§ **ACTION ITEM**
In the answer, each entry below appears exactly as given, and no picture appears at all.

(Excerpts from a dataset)
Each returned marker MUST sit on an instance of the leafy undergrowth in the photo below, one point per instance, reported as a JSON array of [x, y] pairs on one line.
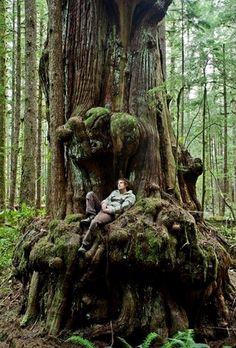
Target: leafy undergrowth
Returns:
[[12, 335]]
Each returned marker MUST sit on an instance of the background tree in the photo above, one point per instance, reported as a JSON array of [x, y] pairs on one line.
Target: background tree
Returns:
[[158, 267], [16, 111], [28, 178], [3, 74]]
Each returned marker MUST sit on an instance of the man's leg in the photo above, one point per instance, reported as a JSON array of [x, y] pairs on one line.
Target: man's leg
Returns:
[[100, 219], [93, 206]]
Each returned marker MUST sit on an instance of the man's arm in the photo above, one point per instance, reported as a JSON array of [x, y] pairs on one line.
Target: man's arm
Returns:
[[125, 205]]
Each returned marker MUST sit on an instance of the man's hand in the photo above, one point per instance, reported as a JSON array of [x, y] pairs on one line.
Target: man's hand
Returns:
[[105, 209]]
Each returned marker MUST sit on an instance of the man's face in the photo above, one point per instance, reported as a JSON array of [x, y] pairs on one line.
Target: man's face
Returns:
[[121, 185]]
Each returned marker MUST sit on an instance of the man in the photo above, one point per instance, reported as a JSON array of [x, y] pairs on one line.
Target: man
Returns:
[[101, 213]]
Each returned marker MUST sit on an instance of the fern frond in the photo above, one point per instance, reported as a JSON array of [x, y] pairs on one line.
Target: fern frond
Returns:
[[149, 339]]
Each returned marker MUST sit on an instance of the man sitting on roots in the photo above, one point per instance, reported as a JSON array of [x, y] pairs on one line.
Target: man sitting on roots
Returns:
[[101, 213]]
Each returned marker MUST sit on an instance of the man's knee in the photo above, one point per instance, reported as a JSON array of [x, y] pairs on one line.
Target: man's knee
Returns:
[[90, 194]]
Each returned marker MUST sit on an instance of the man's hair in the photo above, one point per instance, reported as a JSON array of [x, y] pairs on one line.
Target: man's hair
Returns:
[[125, 180]]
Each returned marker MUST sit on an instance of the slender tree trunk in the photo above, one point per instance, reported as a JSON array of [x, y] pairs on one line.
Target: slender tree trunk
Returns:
[[56, 90], [28, 178], [2, 102], [234, 163], [17, 113], [204, 115], [13, 88], [182, 70], [39, 130]]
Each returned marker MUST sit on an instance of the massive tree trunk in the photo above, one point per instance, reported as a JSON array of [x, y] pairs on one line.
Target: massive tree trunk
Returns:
[[158, 267]]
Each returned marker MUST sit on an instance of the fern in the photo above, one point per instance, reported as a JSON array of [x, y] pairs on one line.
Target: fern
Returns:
[[184, 339], [80, 340]]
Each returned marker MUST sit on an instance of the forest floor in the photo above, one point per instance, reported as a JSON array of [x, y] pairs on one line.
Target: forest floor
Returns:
[[12, 335]]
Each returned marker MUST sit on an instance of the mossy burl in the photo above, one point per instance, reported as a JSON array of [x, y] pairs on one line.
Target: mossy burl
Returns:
[[123, 122], [94, 113]]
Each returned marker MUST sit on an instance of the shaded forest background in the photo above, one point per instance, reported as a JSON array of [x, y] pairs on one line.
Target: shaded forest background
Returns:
[[200, 75]]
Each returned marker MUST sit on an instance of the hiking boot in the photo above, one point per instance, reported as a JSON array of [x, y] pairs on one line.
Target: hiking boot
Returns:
[[86, 222], [82, 250]]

§ **ANSWER TO THE PROBLEM**
Each returned marker MUST sit on an instance of the leafy undergrowth in the photo below, one point per instance, reported as a JSON array of [x, y] pairs on one line.
Target: leafy undergrowth
Returns:
[[12, 335]]
Each returned marker MUST sit on an instance of the background tree in the photo above, one point per instance, reported as a JSON array of [x, y] pairs on one line.
Target: background tree
Returns:
[[158, 267], [16, 111], [28, 178], [3, 74]]
Each returned marker MUST sit on an instance of the man's leg in the photo above, one point per instance, reported as a JSON array of [x, y] pairs on one line.
Target: man's leg
Returns:
[[100, 219], [93, 206]]
Each returned marker MUST sit on an instance of the man's arm in the photo above, one point per instance, reported as a JSON array of [x, y] pairs on one line.
Target: man's arm
Returns:
[[125, 205]]
Each returned marker MUST sit on an instance of the man's hand in the photo above, one point per instance, reported as a JSON array of [x, y] pairs on one line.
Target: man's hand
Returns:
[[105, 209]]
Each returned marker MUST sit on an instance of the man's face in the photo above, one point per instance, reported as a JSON array of [x, y] pairs on one line.
Target: man's face
Returns:
[[121, 185]]
Each returned marker MUST sit on an instance of the man in the photo above, one point per instance, reported as a JSON array of [x, y] pairs on one line.
Target: man
Returns:
[[101, 213]]
Each returned marker MUST sit on an instance of the fern frond in the photo above, one point per instance, reported as a JSON array of [x, y] pairs on one line.
Target: fern frond
Returns:
[[149, 339]]
Each returned marker MUST sit on an instance of the man sitting on roots in the photo above, one point per instance, reported as a JSON array of [x, y] pairs on one line.
Target: man sitting on roots
Returns:
[[101, 213]]
Each returned marker MUST sit on an instance of the man's knee in the photo above, one point per instance, reported as a JSON array of [x, y] pairs on one line.
Target: man's knee
Returns:
[[90, 194]]
Each returned marker MUST sit on an instance of the man's hair in the photo above, one point per instance, reported as a JSON array of [x, y] pairs on one line.
Target: man's hair
Returns:
[[125, 180]]
Each returned marker MUST sit on an instance of the slender tree trunk in the photo above, one point per instance, reported as a JSON array of [x, y] pairs on one line.
Target: slender tree trunk
Returns:
[[56, 90], [28, 178], [2, 102], [234, 163], [17, 113], [204, 115], [13, 88], [182, 70], [39, 130]]
Each returned marker MUST sit on an instance of the massive tree trunk in the photo above, one point per instance, reported as a JSON array of [x, y] pairs on one line.
Target: massive tree trunk
Returns:
[[158, 267]]
Each returned marker MUST sit on an instance of the fern in the photo above, one point per instance, reported as a JSON array of [x, y] pairs on one line.
Target: fern
Returns:
[[184, 339], [80, 340]]
Each returned marker MUST sit on an instance of the forest floor in the photo above, one point per instance, reported as a JSON array of [x, y] pairs on one line.
Target: forest floor
Returns:
[[12, 335]]
Each returned marker MUST sit on an instance of the mossy burl in the photo above, one point per instance, reported as a JSON array of [x, y] pairs on one line.
Target: mossy burl
Returns:
[[123, 122], [94, 113]]
Each returned marker MUST sit on an instance of the shaded forest background in the photo above, one point per instance, reported as a JSON array of [x, y] pairs on one line.
Target: shaded forest background
Returns:
[[200, 75]]
Each returned marker MUST sit on an instance of the hiking boot in the photo above, one point per instance, reported as a JSON array of [x, y] pairs on one line.
Target: hiking boot
Returns:
[[86, 222], [82, 250]]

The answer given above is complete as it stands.